start EXTRACTED DATA
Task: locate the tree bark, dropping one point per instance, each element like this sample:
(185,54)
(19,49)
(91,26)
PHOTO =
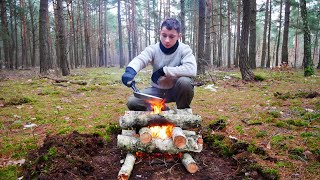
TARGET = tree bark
(265,27)
(127,167)
(43,34)
(182,118)
(207,54)
(179,139)
(246,73)
(284,58)
(269,37)
(279,34)
(157,145)
(201,32)
(229,34)
(5,33)
(122,62)
(24,55)
(253,34)
(62,59)
(236,61)
(189,163)
(33,31)
(307,60)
end EXTRACTED DATA
_CHALLENGE_
Please copy the material again, swapping every "tree bark" for "bark surface" and changing nothing else. Leave the pictures out.

_TASK ANSWER_
Task: locate the bark surface, dropping one point per instance, each element like this sample:
(185,54)
(19,49)
(91,26)
PHOTO =
TARGET = bark surface
(265,27)
(127,167)
(43,34)
(182,118)
(207,54)
(179,139)
(246,73)
(284,58)
(269,37)
(279,34)
(157,145)
(201,32)
(229,34)
(5,33)
(122,62)
(24,55)
(253,34)
(62,59)
(236,61)
(189,163)
(33,31)
(307,60)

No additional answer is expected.